[Saved data entries]

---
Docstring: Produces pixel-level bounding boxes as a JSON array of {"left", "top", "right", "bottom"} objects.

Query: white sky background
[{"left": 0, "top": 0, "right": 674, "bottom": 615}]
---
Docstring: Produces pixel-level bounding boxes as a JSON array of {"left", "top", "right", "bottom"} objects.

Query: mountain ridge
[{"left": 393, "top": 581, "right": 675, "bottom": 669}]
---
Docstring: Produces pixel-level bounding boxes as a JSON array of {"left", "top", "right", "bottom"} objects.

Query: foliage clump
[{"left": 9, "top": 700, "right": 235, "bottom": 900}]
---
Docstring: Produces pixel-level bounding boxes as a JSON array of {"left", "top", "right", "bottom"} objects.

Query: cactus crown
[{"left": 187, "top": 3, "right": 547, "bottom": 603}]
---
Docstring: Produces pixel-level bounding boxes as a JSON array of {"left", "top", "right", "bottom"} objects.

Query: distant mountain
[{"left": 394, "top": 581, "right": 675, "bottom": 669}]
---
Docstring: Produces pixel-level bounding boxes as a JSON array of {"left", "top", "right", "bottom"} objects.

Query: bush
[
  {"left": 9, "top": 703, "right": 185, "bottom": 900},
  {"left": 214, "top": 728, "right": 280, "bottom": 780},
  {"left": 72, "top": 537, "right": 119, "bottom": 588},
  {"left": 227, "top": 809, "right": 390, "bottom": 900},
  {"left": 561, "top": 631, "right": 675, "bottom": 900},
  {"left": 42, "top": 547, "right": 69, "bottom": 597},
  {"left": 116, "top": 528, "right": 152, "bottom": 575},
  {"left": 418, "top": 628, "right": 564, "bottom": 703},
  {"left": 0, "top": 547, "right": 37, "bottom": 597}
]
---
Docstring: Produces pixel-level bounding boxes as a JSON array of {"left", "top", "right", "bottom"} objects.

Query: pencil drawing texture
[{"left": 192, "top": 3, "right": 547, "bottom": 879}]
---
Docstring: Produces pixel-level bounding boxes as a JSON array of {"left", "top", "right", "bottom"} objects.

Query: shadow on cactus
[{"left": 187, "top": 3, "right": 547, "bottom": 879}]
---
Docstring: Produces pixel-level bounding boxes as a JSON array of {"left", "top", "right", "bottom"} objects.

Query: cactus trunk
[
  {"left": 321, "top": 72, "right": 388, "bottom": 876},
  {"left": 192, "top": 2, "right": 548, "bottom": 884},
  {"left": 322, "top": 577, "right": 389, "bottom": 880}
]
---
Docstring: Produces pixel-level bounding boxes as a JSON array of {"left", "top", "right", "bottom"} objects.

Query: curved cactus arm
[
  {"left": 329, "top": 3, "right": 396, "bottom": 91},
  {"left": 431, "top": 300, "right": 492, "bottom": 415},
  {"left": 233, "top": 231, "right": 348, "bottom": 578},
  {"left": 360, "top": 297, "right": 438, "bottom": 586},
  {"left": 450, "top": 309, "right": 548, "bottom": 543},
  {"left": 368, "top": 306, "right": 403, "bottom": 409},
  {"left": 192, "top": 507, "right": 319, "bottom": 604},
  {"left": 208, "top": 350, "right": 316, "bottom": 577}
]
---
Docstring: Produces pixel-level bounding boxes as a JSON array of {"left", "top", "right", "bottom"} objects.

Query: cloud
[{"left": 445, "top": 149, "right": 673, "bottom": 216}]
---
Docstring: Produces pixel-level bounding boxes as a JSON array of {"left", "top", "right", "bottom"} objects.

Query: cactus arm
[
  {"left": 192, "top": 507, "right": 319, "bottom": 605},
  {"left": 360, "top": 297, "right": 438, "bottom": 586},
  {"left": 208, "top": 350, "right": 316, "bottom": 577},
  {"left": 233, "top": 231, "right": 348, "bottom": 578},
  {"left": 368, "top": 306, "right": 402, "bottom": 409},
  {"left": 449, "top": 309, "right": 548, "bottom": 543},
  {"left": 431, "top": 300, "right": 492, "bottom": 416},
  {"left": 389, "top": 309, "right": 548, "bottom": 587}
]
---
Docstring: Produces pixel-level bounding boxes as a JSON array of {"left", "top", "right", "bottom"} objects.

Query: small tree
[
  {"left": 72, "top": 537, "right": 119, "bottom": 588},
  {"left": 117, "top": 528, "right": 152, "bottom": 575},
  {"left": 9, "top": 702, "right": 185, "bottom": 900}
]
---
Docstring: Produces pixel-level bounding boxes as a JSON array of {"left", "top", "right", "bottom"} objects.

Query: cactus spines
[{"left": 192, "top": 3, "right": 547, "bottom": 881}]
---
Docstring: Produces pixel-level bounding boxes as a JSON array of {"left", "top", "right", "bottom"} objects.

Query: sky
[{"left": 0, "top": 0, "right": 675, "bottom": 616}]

WHAT TO DO: Pull out each line of the records that contains the word "mountain".

EXERCISE RESULT:
Query: mountain ridge
Query: distant mountain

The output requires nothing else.